## WHAT TO PRODUCE
Quote the article on speedway and Twitter word for word, beginning at the words "It’s also a" and stopping after the words "as you please.".

The Rise of British Speedway on Twitter
30/09/2012
Here’s an article on speedway and Twitter that appeared in the Newcastle v Somerset magazine dated 30th September 2012
Twitter didn’t exist seven years ago and now has 500 million users posting 350 million tweets a day. Understandably, there has seen an explosion of riders taking to Twitter to share their thoughts, opinions, photos (see some of these here) and feelings with the world. Twitter is easy to use plus it’s a medium well suited to on the hoof, off the top of your head comment with any single posting limited to only 140 characters.
It’s also a delight for speedway fans since it gives instant access to the immediate spontaneous thoughts of the riders (promoters, media & other fans) rather than the usual pre-prepared statements that often tell you nothing. Styled by the founders as “connection with very low expectation”, you can dip in and out of Twitter as you please.
So what are the riders tweeting? It’s very noticeable that riders don’t talk about their racing as much as you might expect (though, obviously and somewhat boringly, there is some mention). During their season their lives involve extensive travel between tracks (often in different countries) and the tweets reflect this itinerant lifestyle. You won’t be shocked to learn early morning flights are a pain, the M25 experiences bad traffic, bikes suffer mechanical failures and that queues at airports get longer. That said, I really enjoy the insights into the everyday activities of speedway folk, so much so I collected a season of tweets into a book (#speedwaylife) with £5 for each copy sold going to the SRBF.

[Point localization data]
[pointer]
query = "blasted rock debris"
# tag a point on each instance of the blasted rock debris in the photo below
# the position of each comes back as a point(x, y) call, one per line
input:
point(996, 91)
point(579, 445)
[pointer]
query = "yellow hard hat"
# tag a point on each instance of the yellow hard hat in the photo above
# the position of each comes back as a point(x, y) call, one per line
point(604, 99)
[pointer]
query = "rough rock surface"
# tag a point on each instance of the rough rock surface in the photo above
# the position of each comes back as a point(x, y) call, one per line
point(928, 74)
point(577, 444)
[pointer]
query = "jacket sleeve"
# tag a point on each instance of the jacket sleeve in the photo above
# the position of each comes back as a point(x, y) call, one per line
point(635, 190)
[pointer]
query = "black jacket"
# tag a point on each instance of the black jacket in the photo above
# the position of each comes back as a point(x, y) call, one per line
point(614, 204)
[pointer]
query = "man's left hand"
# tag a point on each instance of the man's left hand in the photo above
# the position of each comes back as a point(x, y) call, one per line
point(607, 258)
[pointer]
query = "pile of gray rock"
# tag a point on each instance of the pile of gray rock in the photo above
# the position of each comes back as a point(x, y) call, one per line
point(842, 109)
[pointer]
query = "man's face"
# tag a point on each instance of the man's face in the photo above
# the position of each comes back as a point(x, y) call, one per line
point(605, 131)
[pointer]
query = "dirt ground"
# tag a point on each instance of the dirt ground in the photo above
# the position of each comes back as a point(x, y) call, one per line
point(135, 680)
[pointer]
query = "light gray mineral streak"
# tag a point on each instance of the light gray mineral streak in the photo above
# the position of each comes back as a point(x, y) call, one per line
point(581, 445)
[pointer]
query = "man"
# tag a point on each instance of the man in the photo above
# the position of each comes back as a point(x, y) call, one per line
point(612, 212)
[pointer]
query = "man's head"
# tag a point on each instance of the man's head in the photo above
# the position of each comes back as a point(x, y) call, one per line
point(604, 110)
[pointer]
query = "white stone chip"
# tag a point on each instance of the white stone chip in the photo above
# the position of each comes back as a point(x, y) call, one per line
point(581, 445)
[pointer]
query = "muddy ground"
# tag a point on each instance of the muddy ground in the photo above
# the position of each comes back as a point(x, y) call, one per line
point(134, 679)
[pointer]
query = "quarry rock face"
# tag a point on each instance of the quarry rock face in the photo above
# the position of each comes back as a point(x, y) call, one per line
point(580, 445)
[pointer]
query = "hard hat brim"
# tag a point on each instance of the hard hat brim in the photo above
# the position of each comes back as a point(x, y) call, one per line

## SOLUTION TO THIS TASK
It’s also a delight for speedway fans since it gives instant access to the immediate spontaneous thoughts of the riders (promoters, media & other fans) rather than the usual pre-prepared statements that often tell you nothing. Styled by the founders as “connection with very low expectation”, you can dip in and out of Twitter as you please.